In a letter to Senator John Thune (R-S.D.), the American Hospital Association voiced it support for proposals in draft legislation that would make changes to the meaningful use program.
Earlier this month, the Senate Reboot Group, a collection of six Republican Senators, sent a letter and draft legislation to the Secretary of the Department of Health and Human Services, Sylvia Burwell, urging flexibility be offered to all participants in the Meaningful Use Program, requesting technical assistance with the accompanying draft legislation.
Along with Sen. Thune, the other five senators are Lamar Alexander (R-Tenn.), Mike Enzi (R-Wyo.), Pat Roberts (R-Kans.), Richard Burr (R-N.C.), and Bill Cassidy (R-La.).
Specifically, the senators’ legislation would shorten the reporting period for eligible physicians and hospitals from 365 days to 90 days, which would give providers more time to implement electronic health record (EHR) systems, relax the all-or-nothing nature of the current program requirement, and extend the ability for eligible providers and hospitals to apply for a hardship exemption from the meaningful use requirements.
According Healthcare Informatics’ Washington Debrief from the College of Healthcare Information Management Executives (CHIME), “A key component of the REBOOT proposal was the request for the MU program changes to be made for both eligible hospitals and eligible physicians alike, a sentiment that was shared by the leadership of the Senate Committee on Finance in a letter sent to Acting Administrator Slavitt concerning the then- forthcoming MACRA regulations.”
In its letter to Sen. Thune, the AHA, representing nearly 5,000 member hospitals, health systems and other healthcare organizations, wrote that the draft legislation would provide “much-needed relief to hospitals.”
“The AHA has long advocated for the elimination of the “all-or-nothing approach” to meaningful use of EHRs,” the AHA wrote. According to the organization, under the current “all-or-nothing” approach, failure to meet any one of the requirements under the Medicare and Medicaid EHR Incentive Programs results in a large payment penalty. “This is unfair to hospitals that make good faith efforts to comply, may actually comply with a large percentage of the requirements, expend significant resources and funds in doing so, but still fall short,” the AHA stated.
The AHA also supports the draft legislation’s proposal to allow hospitals a 90-day EHR reporting period in 2016 and beyond and extends flexibility in applying hardship exemptions for meaningful use.
“The AHA also recommends expanding the hardship exception categories to allow providers to change EHR vendors during a reporting period to meet their needs without the additional burden of a payment adjustment,” the AHA wrote.
Further, the AHA wrote, “We note that the Medicare Access and CHIP Reauthorization Act of 2015 made changes to the meaningful use program for physicians that calls for greater flexibility in how physicians and other eligible clinicians are expected to use certified technology to support clinical care. As these changes are implemented, it will be essential to ensure that program requirements are aligned across all participants, including physicians, hospitals and critical access hospitals. This alignment is critical to ensuring the ability to share information and improve care coordination among providers across the continuum.”
_ _ _
[What to do]:
A. Summarize the report on the AHA's meaningful use letter in two sentences.
B. According to the report on the AHA's meaningful use letter, why does the AHA regard the "all-or-nothing approach" as unfair? Answer in one to three sentences.
The items that come next have no connection to the report on the AHA's meaningful use letter.

[Provided data]:
_ _ _
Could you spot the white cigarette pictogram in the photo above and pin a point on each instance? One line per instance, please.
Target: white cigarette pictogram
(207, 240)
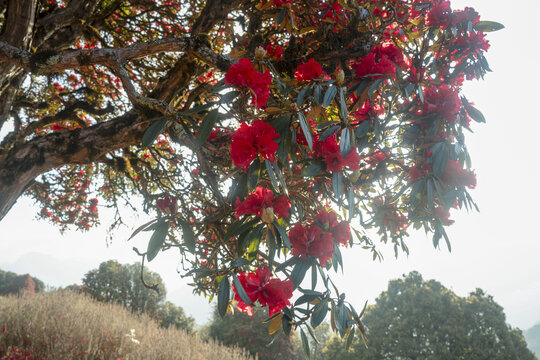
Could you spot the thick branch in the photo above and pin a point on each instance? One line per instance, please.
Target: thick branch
(24, 163)
(109, 57)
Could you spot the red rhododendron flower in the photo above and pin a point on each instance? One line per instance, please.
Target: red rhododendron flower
(312, 241)
(167, 205)
(442, 100)
(244, 74)
(308, 71)
(415, 174)
(329, 150)
(260, 199)
(251, 140)
(260, 287)
(274, 51)
(455, 175)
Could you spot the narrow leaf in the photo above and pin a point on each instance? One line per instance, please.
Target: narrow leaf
(306, 129)
(241, 292)
(329, 95)
(305, 343)
(223, 296)
(206, 127)
(488, 26)
(188, 235)
(157, 240)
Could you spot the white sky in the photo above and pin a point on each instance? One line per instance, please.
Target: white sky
(497, 249)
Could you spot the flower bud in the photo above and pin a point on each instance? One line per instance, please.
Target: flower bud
(340, 77)
(260, 53)
(267, 215)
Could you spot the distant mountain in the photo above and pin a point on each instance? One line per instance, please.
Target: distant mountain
(51, 270)
(60, 273)
(532, 336)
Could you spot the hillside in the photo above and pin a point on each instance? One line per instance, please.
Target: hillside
(65, 325)
(532, 336)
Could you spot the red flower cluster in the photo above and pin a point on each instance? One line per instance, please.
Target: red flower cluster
_ _ _
[Exercise answers]:
A. The American Hospital Association wrote to Senator John Thune in support of draft legislation from six Republican senators that would change the meaningful use program. The legislation would shorten the reporting period from 365 days to 90 days, relax the all-or-nothing requirement, and extend hardship exemptions, which the AHA said would give hospitals "much-needed relief."

B. Under that approach, failing to meet any single requirement of the Medicare and Medicaid EHR Incentive Programs results in a large payment penalty. The AHA stated that this is unfair to hospitals that make good faith efforts, may comply with a large percentage of the requirements, and spend significant resources and funds in doing so, yet still fall short.